• **Set exercise**
Gather every line of the entries below that contains the word "Return", copying each line in full.

• **Raw records**
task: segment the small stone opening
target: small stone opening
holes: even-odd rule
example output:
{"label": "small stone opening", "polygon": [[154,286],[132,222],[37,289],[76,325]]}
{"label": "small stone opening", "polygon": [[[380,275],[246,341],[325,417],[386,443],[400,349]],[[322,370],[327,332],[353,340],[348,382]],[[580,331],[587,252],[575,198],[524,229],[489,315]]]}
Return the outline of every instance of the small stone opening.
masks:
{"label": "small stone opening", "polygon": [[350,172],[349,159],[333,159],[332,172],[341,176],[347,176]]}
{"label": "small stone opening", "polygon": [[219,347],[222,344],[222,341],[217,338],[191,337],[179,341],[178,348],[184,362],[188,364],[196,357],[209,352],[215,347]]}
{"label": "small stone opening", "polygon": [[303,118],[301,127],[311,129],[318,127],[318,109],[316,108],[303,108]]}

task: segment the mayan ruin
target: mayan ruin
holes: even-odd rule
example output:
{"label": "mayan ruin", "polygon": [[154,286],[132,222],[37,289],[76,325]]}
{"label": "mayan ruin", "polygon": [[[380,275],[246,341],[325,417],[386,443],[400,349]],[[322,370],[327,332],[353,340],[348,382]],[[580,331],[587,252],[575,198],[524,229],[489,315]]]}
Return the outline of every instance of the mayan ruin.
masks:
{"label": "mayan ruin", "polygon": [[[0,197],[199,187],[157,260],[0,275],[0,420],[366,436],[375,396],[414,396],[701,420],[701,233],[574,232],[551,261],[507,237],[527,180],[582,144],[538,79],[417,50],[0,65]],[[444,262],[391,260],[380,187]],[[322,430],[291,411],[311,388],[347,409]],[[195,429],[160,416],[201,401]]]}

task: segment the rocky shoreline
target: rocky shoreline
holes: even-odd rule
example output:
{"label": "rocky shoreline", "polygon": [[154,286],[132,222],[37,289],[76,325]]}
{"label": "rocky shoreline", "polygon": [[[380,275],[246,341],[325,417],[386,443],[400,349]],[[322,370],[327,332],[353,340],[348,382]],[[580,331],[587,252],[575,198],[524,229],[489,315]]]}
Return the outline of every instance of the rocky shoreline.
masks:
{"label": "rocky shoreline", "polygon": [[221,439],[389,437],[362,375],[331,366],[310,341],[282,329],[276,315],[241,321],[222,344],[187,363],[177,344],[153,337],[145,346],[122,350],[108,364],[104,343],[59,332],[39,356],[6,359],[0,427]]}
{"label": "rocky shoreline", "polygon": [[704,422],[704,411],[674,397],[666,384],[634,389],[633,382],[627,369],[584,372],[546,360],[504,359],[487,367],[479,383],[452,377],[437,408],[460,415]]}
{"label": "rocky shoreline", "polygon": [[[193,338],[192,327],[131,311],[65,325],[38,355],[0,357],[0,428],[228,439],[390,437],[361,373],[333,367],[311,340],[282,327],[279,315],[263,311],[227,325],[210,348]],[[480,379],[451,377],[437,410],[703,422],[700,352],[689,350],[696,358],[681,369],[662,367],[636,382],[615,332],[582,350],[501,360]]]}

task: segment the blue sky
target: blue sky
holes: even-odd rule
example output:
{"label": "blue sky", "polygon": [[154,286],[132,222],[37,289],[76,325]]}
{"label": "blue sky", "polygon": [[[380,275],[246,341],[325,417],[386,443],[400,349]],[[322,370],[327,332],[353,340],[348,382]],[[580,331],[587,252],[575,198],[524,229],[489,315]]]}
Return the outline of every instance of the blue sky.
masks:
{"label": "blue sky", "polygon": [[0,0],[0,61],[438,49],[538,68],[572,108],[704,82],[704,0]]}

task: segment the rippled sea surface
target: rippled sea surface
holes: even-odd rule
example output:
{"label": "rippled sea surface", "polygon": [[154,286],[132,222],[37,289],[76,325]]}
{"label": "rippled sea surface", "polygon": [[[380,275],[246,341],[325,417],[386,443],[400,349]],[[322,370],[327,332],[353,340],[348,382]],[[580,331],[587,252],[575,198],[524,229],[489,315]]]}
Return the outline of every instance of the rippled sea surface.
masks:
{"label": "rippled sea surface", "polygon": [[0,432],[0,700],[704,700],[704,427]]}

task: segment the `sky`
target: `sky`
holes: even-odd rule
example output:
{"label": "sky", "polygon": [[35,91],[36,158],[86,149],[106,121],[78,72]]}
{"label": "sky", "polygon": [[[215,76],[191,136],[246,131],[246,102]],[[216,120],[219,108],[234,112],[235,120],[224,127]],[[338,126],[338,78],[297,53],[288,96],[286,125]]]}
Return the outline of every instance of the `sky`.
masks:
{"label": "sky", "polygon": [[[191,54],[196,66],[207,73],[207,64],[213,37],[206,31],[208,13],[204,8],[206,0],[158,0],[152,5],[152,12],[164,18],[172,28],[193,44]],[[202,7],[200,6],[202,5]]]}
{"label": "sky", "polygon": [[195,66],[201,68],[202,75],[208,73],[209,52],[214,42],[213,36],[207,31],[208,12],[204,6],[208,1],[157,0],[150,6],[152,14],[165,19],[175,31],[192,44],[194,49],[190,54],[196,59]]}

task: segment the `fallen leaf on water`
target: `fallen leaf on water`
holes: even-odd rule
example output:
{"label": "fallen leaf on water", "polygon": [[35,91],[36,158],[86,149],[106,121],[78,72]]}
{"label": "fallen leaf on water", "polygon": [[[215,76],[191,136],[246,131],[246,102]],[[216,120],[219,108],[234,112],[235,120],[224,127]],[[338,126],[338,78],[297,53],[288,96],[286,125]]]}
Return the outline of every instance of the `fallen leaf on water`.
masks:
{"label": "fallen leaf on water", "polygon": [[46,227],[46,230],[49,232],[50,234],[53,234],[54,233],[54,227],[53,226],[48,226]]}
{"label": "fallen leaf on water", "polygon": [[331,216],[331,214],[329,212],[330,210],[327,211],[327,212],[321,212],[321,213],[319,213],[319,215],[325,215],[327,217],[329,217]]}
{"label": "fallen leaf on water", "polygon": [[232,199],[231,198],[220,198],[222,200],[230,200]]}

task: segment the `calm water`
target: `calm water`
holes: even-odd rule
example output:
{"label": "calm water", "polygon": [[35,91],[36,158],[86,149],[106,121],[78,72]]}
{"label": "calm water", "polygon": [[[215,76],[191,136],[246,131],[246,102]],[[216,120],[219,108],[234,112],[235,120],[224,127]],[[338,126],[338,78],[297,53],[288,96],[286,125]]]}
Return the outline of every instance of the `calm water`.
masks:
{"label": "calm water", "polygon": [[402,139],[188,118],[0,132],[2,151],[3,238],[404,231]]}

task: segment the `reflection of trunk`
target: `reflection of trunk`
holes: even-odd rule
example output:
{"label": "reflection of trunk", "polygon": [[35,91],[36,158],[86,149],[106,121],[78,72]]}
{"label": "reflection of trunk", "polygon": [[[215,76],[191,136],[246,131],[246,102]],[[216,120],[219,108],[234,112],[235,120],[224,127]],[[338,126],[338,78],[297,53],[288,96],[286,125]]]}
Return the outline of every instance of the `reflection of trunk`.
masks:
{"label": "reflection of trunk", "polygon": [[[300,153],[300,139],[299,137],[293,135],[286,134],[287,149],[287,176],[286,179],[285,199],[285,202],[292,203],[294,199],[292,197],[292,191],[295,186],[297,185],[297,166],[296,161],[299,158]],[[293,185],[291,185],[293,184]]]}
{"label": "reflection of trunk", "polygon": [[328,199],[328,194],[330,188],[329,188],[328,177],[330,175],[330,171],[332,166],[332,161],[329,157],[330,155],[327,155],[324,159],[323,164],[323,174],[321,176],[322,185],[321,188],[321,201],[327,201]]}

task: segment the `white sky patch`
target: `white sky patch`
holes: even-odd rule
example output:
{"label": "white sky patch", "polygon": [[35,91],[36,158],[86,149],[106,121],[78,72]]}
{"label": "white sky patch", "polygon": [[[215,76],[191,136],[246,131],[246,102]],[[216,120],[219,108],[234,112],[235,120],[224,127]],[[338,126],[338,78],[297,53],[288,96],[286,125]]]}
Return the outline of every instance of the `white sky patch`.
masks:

• **Solution below**
Return the outline of every instance of the small stone opening.
Return the outline of every instance of the mayan ruin.
Return the outline of every instance of the rocky shoreline.
Return the outline of every instance of the blue sky.
Return the outline of every instance of the rippled sea surface.
Return the outline of every instance of the `sky`.
Return the outline of every instance of the `fallen leaf on water`.
Return the outline of every instance of the `calm water`.
Return the outline of every instance of the `reflection of trunk`.
Return the outline of every instance of the `white sky patch`.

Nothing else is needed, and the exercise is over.